= The task =
Retype all of the rows below word for word, changing nothing.

◇ ◇ ◇ ◇ ◇

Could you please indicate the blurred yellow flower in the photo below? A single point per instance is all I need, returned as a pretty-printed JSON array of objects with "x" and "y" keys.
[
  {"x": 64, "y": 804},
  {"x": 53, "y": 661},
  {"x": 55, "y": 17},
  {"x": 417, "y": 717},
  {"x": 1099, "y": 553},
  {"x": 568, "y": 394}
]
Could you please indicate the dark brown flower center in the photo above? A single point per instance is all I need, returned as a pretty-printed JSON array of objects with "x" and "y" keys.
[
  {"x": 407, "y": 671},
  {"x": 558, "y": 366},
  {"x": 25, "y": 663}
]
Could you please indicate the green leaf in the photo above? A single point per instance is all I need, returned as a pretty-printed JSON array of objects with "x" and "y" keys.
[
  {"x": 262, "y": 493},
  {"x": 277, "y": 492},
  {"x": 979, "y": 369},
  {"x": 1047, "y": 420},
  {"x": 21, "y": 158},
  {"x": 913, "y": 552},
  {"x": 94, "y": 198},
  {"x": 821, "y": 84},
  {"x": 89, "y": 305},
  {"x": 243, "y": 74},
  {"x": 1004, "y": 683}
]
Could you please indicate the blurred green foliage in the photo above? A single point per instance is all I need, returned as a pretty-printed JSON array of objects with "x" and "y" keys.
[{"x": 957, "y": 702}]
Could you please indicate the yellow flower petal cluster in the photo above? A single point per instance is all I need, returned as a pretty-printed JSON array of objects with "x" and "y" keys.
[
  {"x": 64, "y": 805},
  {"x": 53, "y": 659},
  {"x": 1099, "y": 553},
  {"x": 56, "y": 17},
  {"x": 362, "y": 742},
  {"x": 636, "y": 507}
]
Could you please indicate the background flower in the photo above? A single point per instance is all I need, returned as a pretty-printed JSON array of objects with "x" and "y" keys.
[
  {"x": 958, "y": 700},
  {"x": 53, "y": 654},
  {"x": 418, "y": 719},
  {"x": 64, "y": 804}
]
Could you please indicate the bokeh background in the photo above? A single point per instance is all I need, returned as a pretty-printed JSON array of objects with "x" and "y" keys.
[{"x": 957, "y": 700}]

◇ ◇ ◇ ◇ ◇

= Response =
Could you please indicate the blurred yellow flower in the photo below? A single point per instance is all I need, returned as a pretty-printed JSON array of objects with "x" and "y" keys.
[
  {"x": 64, "y": 804},
  {"x": 53, "y": 661},
  {"x": 55, "y": 17},
  {"x": 417, "y": 717},
  {"x": 1099, "y": 553},
  {"x": 568, "y": 394}
]
Could you please indicate the dark brown flower center in the photo above? A single point per instance is all I need, returned as a pretty-printed JSON array of objects with "x" and "y" keys.
[
  {"x": 407, "y": 671},
  {"x": 558, "y": 366},
  {"x": 25, "y": 663}
]
Could you please indicate the green leaf in the photo above? A single point per instance is all I need, returned as a pretty-printed JSON array of objects with "x" and "y" keys.
[
  {"x": 262, "y": 493},
  {"x": 277, "y": 492},
  {"x": 979, "y": 369},
  {"x": 1047, "y": 420},
  {"x": 21, "y": 158},
  {"x": 913, "y": 552},
  {"x": 94, "y": 198},
  {"x": 821, "y": 84},
  {"x": 89, "y": 305},
  {"x": 243, "y": 74},
  {"x": 1004, "y": 683}
]
Could you please indicate the blurred green foliage in the photo above? A single point per instance is all I need, returned as a pretty-printed JSON array of objects with "x" and "y" keys.
[{"x": 957, "y": 702}]
Could you please indicate the yellow flower petal cluster in the photo above? A single point per instance is all I need, returned as a pretty-printed JSON array of objects with "x" and "y" keys.
[
  {"x": 64, "y": 805},
  {"x": 53, "y": 659},
  {"x": 1099, "y": 553},
  {"x": 56, "y": 17},
  {"x": 362, "y": 742},
  {"x": 636, "y": 507}
]
Could you please indicate the background flower in the photo above? A single point per instance is all I need, returned as a pretty-printed JSON array of objects with "x" and "y" keys.
[
  {"x": 958, "y": 700},
  {"x": 53, "y": 654},
  {"x": 418, "y": 719},
  {"x": 64, "y": 804}
]
Could you please indicate the bokeh background in the photo above? A single point per instance is all I need, returned as a pretty-printed JSON array of objects with "x" and "y" keys.
[{"x": 957, "y": 700}]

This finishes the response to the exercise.